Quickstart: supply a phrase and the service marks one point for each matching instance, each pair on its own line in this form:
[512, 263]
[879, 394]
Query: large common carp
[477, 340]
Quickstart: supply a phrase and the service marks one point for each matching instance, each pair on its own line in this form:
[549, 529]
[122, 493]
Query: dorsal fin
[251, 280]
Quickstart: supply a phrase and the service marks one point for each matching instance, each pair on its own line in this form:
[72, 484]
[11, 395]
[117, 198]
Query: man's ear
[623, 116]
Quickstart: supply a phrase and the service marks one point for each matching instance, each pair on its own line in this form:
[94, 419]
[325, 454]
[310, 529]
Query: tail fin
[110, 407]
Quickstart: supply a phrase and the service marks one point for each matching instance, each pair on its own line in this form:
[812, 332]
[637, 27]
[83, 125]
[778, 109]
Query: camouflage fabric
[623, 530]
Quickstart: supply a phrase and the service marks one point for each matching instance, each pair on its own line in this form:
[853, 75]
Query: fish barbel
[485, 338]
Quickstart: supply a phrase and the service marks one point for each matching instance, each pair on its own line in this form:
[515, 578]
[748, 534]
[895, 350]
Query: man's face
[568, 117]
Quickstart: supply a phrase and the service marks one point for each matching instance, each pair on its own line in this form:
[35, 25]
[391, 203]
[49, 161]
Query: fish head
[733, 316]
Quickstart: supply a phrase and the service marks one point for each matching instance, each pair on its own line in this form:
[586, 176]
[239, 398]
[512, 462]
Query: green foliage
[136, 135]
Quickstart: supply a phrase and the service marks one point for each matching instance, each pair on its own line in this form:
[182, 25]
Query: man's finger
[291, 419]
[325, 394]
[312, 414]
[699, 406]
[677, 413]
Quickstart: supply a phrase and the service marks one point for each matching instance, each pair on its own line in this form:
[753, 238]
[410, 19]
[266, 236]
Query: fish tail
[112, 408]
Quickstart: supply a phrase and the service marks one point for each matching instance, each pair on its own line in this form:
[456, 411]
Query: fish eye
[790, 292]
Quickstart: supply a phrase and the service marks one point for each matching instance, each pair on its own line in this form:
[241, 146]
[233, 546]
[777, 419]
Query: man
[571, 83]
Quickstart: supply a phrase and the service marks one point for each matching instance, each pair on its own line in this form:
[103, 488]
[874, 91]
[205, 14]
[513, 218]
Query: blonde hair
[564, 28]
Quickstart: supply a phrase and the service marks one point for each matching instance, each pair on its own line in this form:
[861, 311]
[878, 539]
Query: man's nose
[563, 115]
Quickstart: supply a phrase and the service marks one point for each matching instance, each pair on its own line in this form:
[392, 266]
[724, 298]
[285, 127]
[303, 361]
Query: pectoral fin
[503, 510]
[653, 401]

- [WHAT IS EXPECTED]
Please reproduce each line above exactly as written.

- [EXERCISE RESPONSE]
Quickstart: supply a phrase and the service marks one point for each matching instance, each pair on its own line in this form:
[512, 263]
[879, 394]
Query: large common carp
[477, 340]
Quickstart: supply a phrase and the service marks one point for each matching instance, each pair on its own line in this form:
[549, 529]
[122, 493]
Query: dorsal fin
[251, 280]
Quickstart: supply a phrase and the service marks one point for each matching instance, each pair on its own line in this form:
[72, 484]
[11, 395]
[117, 198]
Query: man's ear
[623, 116]
Quickstart: supply a phrase and the service marks one point for each matching instance, each pair on its own line in this form:
[94, 419]
[325, 454]
[310, 529]
Query: tail fin
[110, 407]
Quickstart: supply a phrase and the service marks one point for each matching instance, each pair on its own line in this form:
[812, 332]
[637, 27]
[83, 125]
[778, 109]
Query: camouflage fabric
[623, 530]
Quickstart: supply a phrase and the service marks one point for each matching instance, each pair on its own line in this form:
[853, 75]
Query: fish barbel
[485, 338]
Quickstart: supply a phrase and the service marks one point for each matching instance, each pair on its own line in this form:
[515, 578]
[748, 534]
[895, 350]
Query: man's face
[568, 117]
Quickstart: supply a phrase and the service marks one point for each matching instance, each pair on its own line in this form:
[35, 25]
[391, 203]
[49, 161]
Query: fish head
[733, 316]
Quickstart: supply a phrase and the service marks one point for each matching instance, each pair on its own line in this form:
[586, 176]
[239, 398]
[512, 462]
Query: green foliage
[136, 135]
Quickstart: supply a phrase and the service marks one point for each matching instance, each pair on its own line in this form:
[182, 25]
Query: man's finger
[291, 419]
[325, 394]
[312, 414]
[699, 406]
[677, 413]
Quickstart: supply a phrase and the service marks one point for each matching instance, each pair on its own line in this form:
[753, 238]
[410, 19]
[266, 236]
Query: fish tail
[112, 408]
Quickstart: supply a phrase and the service marks one point for each matching instance, each pair on its own line in this form:
[456, 411]
Query: fish eye
[790, 292]
Quickstart: supply a phrase and the service marks one point for each matching instance, each pair on its own line in this form:
[241, 146]
[233, 546]
[777, 419]
Query: man
[571, 83]
Quickstart: supply a phrase and the service marks one point for each matching instance, each pair on its own line in this form:
[103, 488]
[874, 91]
[205, 14]
[513, 218]
Query: blonde hair
[564, 28]
Quickstart: supply a phrase and the service marks one point for each matching instance, each pair on its own line in this form:
[861, 311]
[878, 539]
Query: man's nose
[563, 115]
Quickstart: supply a phrase and the service marks one point for each matching instance, each pair on its own line in this form:
[392, 266]
[724, 298]
[285, 127]
[303, 361]
Query: pectoral fin
[503, 510]
[653, 401]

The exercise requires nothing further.